▸ **MATERIAL FOR THIS TASK**
=====

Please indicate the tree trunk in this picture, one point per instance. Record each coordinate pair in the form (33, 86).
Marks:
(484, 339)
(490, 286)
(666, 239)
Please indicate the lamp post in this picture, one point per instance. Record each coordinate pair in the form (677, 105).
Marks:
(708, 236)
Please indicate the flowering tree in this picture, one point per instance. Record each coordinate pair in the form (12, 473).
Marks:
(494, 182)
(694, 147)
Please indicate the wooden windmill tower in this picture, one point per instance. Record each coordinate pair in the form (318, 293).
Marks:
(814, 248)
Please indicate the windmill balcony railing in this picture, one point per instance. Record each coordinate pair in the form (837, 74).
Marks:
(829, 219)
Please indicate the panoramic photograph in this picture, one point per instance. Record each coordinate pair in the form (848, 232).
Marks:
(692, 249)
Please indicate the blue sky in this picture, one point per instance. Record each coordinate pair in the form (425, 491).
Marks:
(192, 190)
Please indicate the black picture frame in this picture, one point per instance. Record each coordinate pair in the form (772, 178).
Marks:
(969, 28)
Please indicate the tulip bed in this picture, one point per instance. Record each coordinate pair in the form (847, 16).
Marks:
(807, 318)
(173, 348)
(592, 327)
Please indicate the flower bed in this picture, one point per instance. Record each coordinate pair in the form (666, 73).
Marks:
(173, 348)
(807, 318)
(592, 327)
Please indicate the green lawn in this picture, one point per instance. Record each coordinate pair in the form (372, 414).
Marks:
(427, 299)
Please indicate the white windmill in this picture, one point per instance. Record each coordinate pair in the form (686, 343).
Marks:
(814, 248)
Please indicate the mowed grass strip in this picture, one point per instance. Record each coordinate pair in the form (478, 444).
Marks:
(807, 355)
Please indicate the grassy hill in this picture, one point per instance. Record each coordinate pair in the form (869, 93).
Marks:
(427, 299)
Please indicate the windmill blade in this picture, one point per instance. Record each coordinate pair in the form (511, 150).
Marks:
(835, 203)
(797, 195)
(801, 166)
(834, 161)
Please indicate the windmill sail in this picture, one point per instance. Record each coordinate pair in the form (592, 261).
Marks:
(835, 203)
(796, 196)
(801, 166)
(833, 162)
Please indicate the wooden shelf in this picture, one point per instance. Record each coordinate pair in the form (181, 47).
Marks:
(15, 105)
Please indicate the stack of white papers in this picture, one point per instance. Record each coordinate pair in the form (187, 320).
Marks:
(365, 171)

=====

▸ **INSTRUCTIONS TO FOLLOW**
Would you please output every record again, exactly?

▸ **EXERCISE RESPONSE**
Please indicate the tree trunk in this picture, one point per instance. Record each coordinate pair in the form (33, 86).
Marks:
(484, 339)
(490, 286)
(666, 239)
Please indicate the lamp post in this picture, one point per instance. Record each coordinate pair in the form (677, 105).
Marks:
(708, 236)
Please indicate the flowering tree in this picture, one point per instance. Record each coordinate pair in the form (12, 473).
Marks:
(494, 182)
(694, 147)
Please indicate the wooden windmill tower in this picture, one point per instance. Record each coordinate pair in the form (318, 293).
Marks:
(814, 248)
Please indicate the windmill balcony railing in this picture, one point per instance. Record each coordinate pair in the form (837, 74).
Marks:
(829, 219)
Please indicate the panoramic photograph in this picture, one point per instance. Record each coordinate pair in the form (848, 232).
Marks:
(692, 249)
Please indicate the blue sky in this picture, one point per instance. Record each coordinate pair in the form (425, 491).
Marks:
(192, 190)
Please indicate the black picture frame in this picture, one point per instance. Record each coordinate pair in the form (772, 178).
Marks:
(969, 28)
Please indicate the tulip bed in this picture, one point per instance. Record each coordinate pair in the form (847, 16).
Marks:
(807, 318)
(173, 348)
(592, 327)
Please indicate the flower bed in this picture, one point per instance. Record each coordinate pair in the form (666, 73).
Marks:
(173, 348)
(807, 318)
(592, 327)
Please indicate the green lawn in this picture, one point per instance. Record each coordinate pair in the form (372, 414).
Marks:
(427, 299)
Please indicate the white windmill in this picture, one point per instance. Record each coordinate pair in the form (686, 343).
Marks:
(814, 248)
Please indicate the mowed grass strip in this picture, one point per instance. Record each coordinate pair in the form (478, 444).
Marks:
(807, 355)
Please indicate the grassy hill in this picture, one point per instance. Record each coordinate pair in the form (869, 93).
Marks:
(427, 299)
Please indicate the windmill blade in this picture, one point per instance. Record each coordinate pair in the form (511, 150).
Marks:
(835, 203)
(797, 195)
(801, 166)
(834, 161)
Please indicate the windmill sail in this picture, one point per instance. Record each coordinate pair in the form (592, 261).
Marks:
(835, 203)
(796, 196)
(801, 166)
(833, 162)
Please indicate the wooden shelf in this picture, one point per instance. Record each coordinate pair in the form (181, 47).
Marks:
(15, 105)
Please indicate the stack of white papers in this picture, one point per instance. Record each coordinate pair in the form (187, 320).
Marks:
(365, 171)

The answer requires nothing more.